# [Exercise prompt]
Write out the whole listing, matching it exactly.

(begin)

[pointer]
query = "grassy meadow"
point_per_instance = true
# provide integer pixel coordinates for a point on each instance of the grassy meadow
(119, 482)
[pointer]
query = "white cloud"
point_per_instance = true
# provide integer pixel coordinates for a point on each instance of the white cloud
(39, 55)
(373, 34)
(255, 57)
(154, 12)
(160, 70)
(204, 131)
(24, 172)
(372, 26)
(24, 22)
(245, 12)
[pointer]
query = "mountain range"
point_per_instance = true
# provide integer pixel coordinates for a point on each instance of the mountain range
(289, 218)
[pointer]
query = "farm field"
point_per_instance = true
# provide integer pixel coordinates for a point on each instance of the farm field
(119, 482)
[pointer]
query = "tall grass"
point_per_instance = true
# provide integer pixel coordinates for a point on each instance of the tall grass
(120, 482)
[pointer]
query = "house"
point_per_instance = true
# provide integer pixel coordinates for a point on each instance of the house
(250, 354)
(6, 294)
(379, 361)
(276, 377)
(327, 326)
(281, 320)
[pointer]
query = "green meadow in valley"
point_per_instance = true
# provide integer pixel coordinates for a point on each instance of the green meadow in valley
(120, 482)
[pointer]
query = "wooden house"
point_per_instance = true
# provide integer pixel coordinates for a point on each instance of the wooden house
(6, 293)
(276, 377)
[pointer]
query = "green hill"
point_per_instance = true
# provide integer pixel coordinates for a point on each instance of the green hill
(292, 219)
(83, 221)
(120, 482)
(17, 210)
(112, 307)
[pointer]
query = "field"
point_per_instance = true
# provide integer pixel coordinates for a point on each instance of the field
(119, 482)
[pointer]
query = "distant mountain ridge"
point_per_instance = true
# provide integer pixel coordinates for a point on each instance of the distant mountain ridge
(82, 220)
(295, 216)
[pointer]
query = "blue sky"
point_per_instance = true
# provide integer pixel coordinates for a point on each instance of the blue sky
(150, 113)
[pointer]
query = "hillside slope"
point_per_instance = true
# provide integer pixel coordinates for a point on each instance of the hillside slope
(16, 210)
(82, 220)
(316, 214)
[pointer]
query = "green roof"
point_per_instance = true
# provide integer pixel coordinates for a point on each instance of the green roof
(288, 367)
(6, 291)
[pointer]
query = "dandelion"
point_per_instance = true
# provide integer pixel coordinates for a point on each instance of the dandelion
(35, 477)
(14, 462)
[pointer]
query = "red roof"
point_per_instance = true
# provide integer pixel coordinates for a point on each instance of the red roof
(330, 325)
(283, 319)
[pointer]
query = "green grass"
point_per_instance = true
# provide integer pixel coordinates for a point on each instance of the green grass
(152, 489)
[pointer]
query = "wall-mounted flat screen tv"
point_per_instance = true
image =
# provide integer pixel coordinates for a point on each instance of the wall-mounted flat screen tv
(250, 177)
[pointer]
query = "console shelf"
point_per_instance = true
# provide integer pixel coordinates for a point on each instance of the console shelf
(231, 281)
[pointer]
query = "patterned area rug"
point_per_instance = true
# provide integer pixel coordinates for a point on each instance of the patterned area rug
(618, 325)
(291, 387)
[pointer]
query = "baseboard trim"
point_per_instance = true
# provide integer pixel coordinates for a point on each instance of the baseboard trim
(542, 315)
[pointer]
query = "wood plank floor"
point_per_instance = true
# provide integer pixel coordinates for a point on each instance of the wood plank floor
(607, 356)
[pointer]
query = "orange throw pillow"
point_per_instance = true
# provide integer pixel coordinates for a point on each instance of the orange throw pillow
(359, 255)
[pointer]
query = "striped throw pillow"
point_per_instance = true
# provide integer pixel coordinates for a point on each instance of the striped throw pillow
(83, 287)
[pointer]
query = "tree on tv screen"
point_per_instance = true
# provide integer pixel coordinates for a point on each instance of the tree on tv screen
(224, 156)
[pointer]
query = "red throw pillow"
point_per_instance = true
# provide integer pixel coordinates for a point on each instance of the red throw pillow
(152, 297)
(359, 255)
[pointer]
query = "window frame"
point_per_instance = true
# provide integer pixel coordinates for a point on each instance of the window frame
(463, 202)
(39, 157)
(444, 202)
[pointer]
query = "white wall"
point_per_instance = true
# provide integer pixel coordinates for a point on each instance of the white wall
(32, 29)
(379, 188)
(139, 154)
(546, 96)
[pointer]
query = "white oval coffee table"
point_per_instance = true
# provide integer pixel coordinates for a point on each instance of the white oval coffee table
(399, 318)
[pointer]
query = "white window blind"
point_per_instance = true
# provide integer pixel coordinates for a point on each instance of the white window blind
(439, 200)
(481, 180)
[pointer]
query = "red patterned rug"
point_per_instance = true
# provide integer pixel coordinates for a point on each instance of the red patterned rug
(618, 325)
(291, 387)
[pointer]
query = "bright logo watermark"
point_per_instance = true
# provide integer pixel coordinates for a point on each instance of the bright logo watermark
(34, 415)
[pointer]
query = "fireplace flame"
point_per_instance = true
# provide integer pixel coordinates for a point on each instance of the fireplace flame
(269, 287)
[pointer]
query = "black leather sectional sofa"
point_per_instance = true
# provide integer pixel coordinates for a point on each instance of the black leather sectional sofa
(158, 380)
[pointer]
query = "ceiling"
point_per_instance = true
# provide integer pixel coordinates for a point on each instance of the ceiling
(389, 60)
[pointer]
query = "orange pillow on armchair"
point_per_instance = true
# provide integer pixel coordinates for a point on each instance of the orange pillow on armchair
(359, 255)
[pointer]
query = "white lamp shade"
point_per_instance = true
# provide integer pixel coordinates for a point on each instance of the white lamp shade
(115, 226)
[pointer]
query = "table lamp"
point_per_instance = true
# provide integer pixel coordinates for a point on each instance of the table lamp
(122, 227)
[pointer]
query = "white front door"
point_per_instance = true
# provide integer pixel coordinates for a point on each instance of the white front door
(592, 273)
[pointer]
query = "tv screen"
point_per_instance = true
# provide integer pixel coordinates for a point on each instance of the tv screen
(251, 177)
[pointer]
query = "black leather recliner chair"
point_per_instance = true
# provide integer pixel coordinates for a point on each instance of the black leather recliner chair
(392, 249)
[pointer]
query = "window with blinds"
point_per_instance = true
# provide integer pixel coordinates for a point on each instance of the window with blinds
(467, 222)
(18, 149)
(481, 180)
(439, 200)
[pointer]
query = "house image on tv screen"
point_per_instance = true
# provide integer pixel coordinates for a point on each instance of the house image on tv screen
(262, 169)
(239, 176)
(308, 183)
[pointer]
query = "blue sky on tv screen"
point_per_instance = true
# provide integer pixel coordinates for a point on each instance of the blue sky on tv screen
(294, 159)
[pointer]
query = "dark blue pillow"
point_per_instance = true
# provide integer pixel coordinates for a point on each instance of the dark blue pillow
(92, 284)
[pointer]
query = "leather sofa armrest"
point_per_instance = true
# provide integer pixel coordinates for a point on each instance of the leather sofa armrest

(end)

# [Task output]
[pointer]
query = "grassy meadow"
point_per_instance = true
# provide integer pixel coordinates for a point on each instance of the grassy meadow
(119, 482)
[pointer]
query = "white cloud"
point_per_instance = true
# provide integer pixel coordinates for a point on each instance of the white cloud
(39, 55)
(373, 34)
(255, 57)
(154, 12)
(160, 70)
(204, 131)
(24, 172)
(372, 26)
(24, 22)
(245, 12)
[pointer]
query = "mountain range"
point_per_instance = true
# provide integer pixel coordinates for a point on each instance of the mountain range
(289, 218)
[pointer]
query = "farm field"
point_per_instance = true
# provide integer pixel coordinates for a point on each instance of the farm field
(119, 482)
[pointer]
query = "tall grass"
point_per_instance = true
# provide integer pixel coordinates for a point on each instance of the tall grass
(120, 482)
[pointer]
query = "house"
point_per_instance = true
# provide integer pixel coordinates for a point on each instance of the house
(250, 354)
(6, 294)
(379, 361)
(276, 377)
(327, 326)
(281, 320)
[pointer]
query = "green meadow in valley"
point_per_instance = true
# provide integer pixel coordinates for a point on each instance of the green meadow in valley
(120, 482)
[pointer]
query = "wooden house"
point_per_instance = true
# provide integer pixel coordinates for a point on each instance of the wooden house
(6, 293)
(276, 377)
[pointer]
query = "green hill"
point_per_instance = true
# provide integer pixel coordinates for a point on each instance of the green hill
(292, 219)
(83, 221)
(120, 482)
(17, 210)
(112, 307)
[pointer]
query = "field"
point_per_instance = true
# provide integer pixel coordinates for a point on each instance of the field
(119, 482)
[pointer]
query = "distant mountain ridge"
point_per_instance = true
# provide integer pixel coordinates for a point on each instance of the distant mountain ridge
(82, 220)
(295, 216)
[pointer]
query = "blue sky"
point_per_instance = true
# provide integer pixel coordinates for a point on each instance of the blue sky
(150, 113)
[pointer]
query = "hillside slope"
point_per_instance = true
# provide integer pixel coordinates for a point on each instance of the hillside slope
(16, 210)
(82, 220)
(316, 214)
[pointer]
query = "green roof"
point_per_instance = true
# provide integer pixel coordinates for a point on each instance of the green roof
(288, 367)
(6, 291)
[pointer]
query = "dandelion"
point_per_instance = true
# provide integer pixel coordinates for a point on each instance of the dandelion
(35, 477)
(14, 462)
[pointer]
query = "red roof"
point_per_instance = true
# provide integer pixel coordinates for a point on each instance of the red roof
(330, 325)
(283, 319)
[pointer]
query = "green grass"
point_per_instance = true
# provide integer pixel coordinates for a point on each instance of the green grass
(152, 489)
[pointer]
query = "wall-mounted flat screen tv"
point_per_instance = true
image =
# provide integer pixel coordinates for a point on each instance of the wall-mounted flat screen tv
(250, 177)
[pointer]
query = "console shelf"
point_per_instance = true
# provide integer pixel coordinates for a point on each instance of the console shelf
(231, 281)
[pointer]
query = "patterned area rug"
point_per_instance = true
# provide integer pixel coordinates for a point on each instance of the patterned area rug
(618, 325)
(291, 387)
[pointer]
query = "baseboard trim"
point_per_instance = true
# provide integer pixel coordinates for a point on each instance of the baseboard trim
(542, 315)
[pointer]
query = "wood plank floor"
point_per_instance = true
# provide integer pixel coordinates for a point on each instance of the wood plank floor
(607, 356)
[pointer]
query = "orange throw pillow"
point_per_instance = true
# provide integer pixel coordinates for a point on each instance of the orange throw pillow
(359, 255)
[pointer]
query = "striped throw pillow"
point_per_instance = true
# provide integer pixel coordinates for a point on each instance of the striped throw pillow
(83, 287)
[pointer]
query = "tree on tv screen"
point_per_instance = true
# provide integer pixel coordinates for a point on each instance of the tree on tv screen
(224, 156)
[pointer]
query = "red throw pillow"
point_per_instance = true
# provide integer pixel coordinates for a point on each instance of the red throw pillow
(152, 297)
(359, 255)
[pointer]
query = "window frame"
point_per_instance = true
# provide integer pixel coordinates for a point on each instance of the window frame
(463, 202)
(39, 157)
(444, 202)
[pointer]
query = "white wall"
point_per_instance = true
# provide integer pixel coordinates for a point on each instance of the white wall
(32, 29)
(379, 188)
(139, 154)
(546, 96)
[pointer]
query = "white oval coffee table"
point_per_instance = true
# provide integer pixel coordinates for a point on each instance of the white oval coffee table
(399, 318)
[pointer]
query = "white window blind"
point_per_instance = true
# provide integer pixel coordinates for a point on each instance of the white window blind
(439, 200)
(481, 180)
[pointer]
query = "red patterned rug"
point_per_instance = true
# provide integer pixel coordinates for a point on each instance of the red patterned rug
(618, 325)
(291, 387)
[pointer]
query = "bright logo watermark"
point_per_instance = true
# provide integer pixel coordinates for a point on each instance of the bright logo watermark
(34, 415)
[pointer]
query = "fireplace flame"
point_per_instance = true
# provide integer pixel coordinates for a point on each instance of the fireplace flame
(269, 287)
[pointer]
query = "black leather sectional sofa"
point_per_instance = true
# provide integer pixel coordinates for a point on each instance of the black leather sectional sofa
(158, 380)
[pointer]
query = "ceiling"
point_per_instance = true
# provide integer pixel coordinates for a point on each instance of the ceiling
(389, 60)
[pointer]
query = "orange pillow on armchair"
point_per_instance = true
# provide integer pixel coordinates for a point on each instance of the orange pillow on armchair
(359, 255)
[pointer]
query = "white lamp shade"
point_per_instance = true
# provide integer pixel coordinates for a point on each instance of the white lamp shade
(115, 226)
[pointer]
query = "table lamp"
point_per_instance = true
# provide integer pixel coordinates for a point on each instance of the table lamp
(122, 227)
[pointer]
query = "white front door"
point_per_instance = true
# provide integer pixel coordinates for a point on each instance of the white front door
(592, 273)
[pointer]
query = "tv screen"
point_per_instance = true
# provide integer pixel coordinates for a point on each instance of the tv screen
(251, 177)
[pointer]
query = "black leather recliner chair"
point_per_instance = true
# provide integer pixel coordinates for a point on each instance of the black leather recliner chair
(392, 249)
[pointer]
query = "window with blinds"
point_per_instance = true
# provide integer pixel coordinates for a point on each instance of the window with blinds
(467, 222)
(18, 149)
(481, 180)
(439, 200)
[pointer]
query = "house image on tv screen"
point_per_instance = true
# provide integer pixel coordinates for a point on each instance of the house image on tv screen
(262, 169)
(239, 176)
(308, 183)
[pointer]
query = "blue sky on tv screen"
point_per_instance = true
# provide integer pixel coordinates for a point on each instance of the blue sky on tv screen
(294, 159)
[pointer]
query = "dark blue pillow"
point_per_instance = true
# provide integer pixel coordinates for a point on each instance of the dark blue pillow
(92, 284)
[pointer]
query = "leather sofa armrest"
point_per_instance = true
# provide integer pixel coordinates for a point on each instance of the leather sofa armrest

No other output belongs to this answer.